**The problem:** Please copy the data below word for word, from the line with "Return one point for each instance of the wet" up to and including the last line of the data.

**Supplied information:**
--
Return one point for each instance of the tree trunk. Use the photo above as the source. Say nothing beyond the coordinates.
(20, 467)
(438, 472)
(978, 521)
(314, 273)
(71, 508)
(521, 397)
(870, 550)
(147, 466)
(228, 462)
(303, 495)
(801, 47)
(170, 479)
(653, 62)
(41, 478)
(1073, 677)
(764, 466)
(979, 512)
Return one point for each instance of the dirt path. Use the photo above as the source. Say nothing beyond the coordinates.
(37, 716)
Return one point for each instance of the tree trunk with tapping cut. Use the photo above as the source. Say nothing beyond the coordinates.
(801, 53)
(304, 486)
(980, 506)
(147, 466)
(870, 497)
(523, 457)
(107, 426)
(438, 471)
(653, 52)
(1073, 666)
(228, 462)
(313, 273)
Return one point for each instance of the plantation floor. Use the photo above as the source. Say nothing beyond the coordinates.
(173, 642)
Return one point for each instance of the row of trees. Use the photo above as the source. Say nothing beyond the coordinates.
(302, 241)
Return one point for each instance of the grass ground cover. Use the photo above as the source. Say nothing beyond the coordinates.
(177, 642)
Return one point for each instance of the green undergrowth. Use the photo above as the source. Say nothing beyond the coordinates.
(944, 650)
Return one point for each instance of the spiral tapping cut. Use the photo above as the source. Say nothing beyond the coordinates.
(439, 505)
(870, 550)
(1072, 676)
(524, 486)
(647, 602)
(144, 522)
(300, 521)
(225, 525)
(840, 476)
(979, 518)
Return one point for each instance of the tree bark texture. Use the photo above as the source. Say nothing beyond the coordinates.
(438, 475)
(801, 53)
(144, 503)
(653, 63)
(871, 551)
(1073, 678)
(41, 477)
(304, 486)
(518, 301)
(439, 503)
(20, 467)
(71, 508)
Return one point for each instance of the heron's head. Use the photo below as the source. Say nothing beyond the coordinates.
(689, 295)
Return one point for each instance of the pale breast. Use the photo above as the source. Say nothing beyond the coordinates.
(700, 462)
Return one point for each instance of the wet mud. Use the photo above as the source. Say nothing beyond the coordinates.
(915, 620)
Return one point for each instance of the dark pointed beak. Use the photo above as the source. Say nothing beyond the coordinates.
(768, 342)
--
**Task output:**
Return one point for each instance of the wet mud. Use the photo above as the source. Say nothing beyond the coordinates.
(915, 620)
Return one point for each instance of the dark pointed beak. Use the photo above as the source. Say nothing beyond the coordinates.
(768, 342)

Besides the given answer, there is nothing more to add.